From the previous command, we confirm that MariaDB user `John` does not have privileges to run the SELECT query on the `Titles` table in the `Employees` database. However, since we created a GRANT TO … PUBLIC SELECT privilege in our earlier step, SELECT privilege is granted to the MariaDB user and this is confirmed in this example:

mysql> select * from `employees`.`Titles` limit 1;
+—-+———+———–+———+
| id | k | c | pad |
+—-+———+———–+———+
| 1 | 4992833 | 838686419 | 6784796 |
+—-+———+———–+———+

3. New JSON functions

MariaDB 10.11 provides several new functions for additional flexibility and functionality when working with JSON data, including JSON_EQUALS, JSON_NORMALIZE, JSON_OVERLAPS:

JSON_EQUALS: You can use this function to compare the equality between JSON objects regardless of attribute order.

In the following example, we use the JSON_EQUALS function to compare the equality between two JSON objects, ‘{“John”:[10563,22,1988],”Sam”:[10567,34,1995]}’ and ‘{“Sam”:[10567,34.0,1995],”John”:[10563,22,1988]}’.

A value of 1 indicates that the JSON objects are equal, whereas a value of 0 indicates inequality.

In our example, both JSON objects have the same structure, with the same keys and values (though some values are in different data types, for example 34 to 34.0). Since, our JSON objects have the same structure and members, regardless of member order, the function returns a value of 1, indicating equality.

mysql> SELECT JSON_EQUALS(‘{“John”:[10563,22,1988],”Sam”:[10567,34,1995]}’, ‘{“Sam”:[10567,34.0,1995],”John”:[10563,22,1988]}’) as JSON_EQUALS;
+————-+
| JSON_EQUALS |
+————-+
| 1 |
+————-+

In the next example, we use the JSON_EQUALS function again to compare a different set of JSON objects. These JSON objects are not equal because they have different structures. For example, in the first object, the key “John” has an array with the value 1988, while in the second object, the key “John” has a different structure with only two values. Therefore, the function returns a value of 0, indicating inequality.

==================================================

**Tasks**
1. In the MariaDB excerpt, what value does JSON_EQUALS return to show that two JSON objects are equal?
2. Please write out the MariaDB excerpt from "3. New JSON" to "of attribute order.", swapping "flexibility" for "versatility".
Rely on the MariaDB excerpt alone.

**Stored data**
==================================================

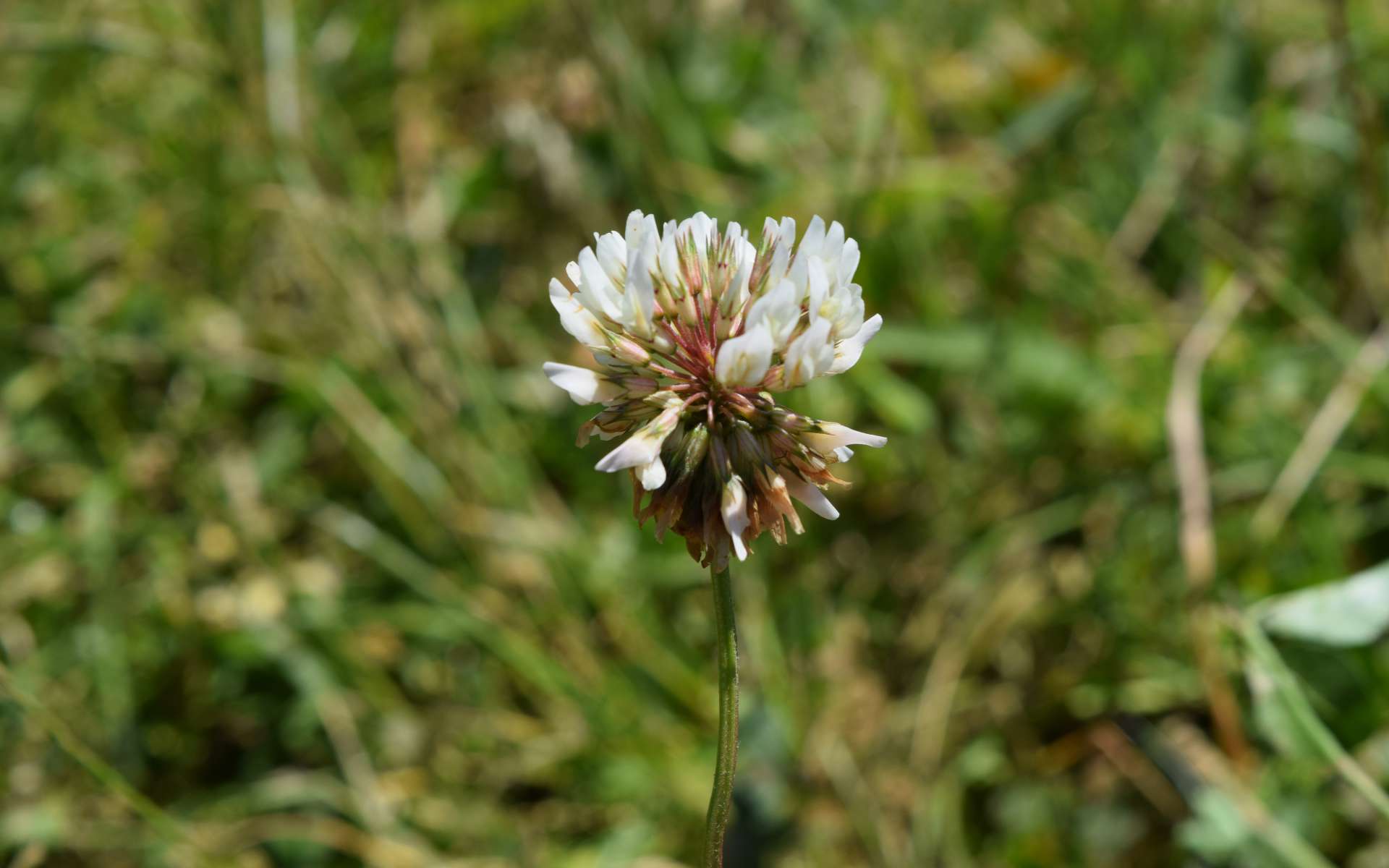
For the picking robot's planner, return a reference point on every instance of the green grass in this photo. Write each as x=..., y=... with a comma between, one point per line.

==================================================

**Results of the tasks**
1. A value of 1.

2.
3. New JSON functions

MariaDB 10.11 provides several new functions for additional versatility and functionality when working with JSON data, including JSON_EQUALS, JSON_NORMALIZE, JSON_OVERLAPS:

JSON_EQUALS: You can use this function to compare the equality between JSON objects regardless of attribute order.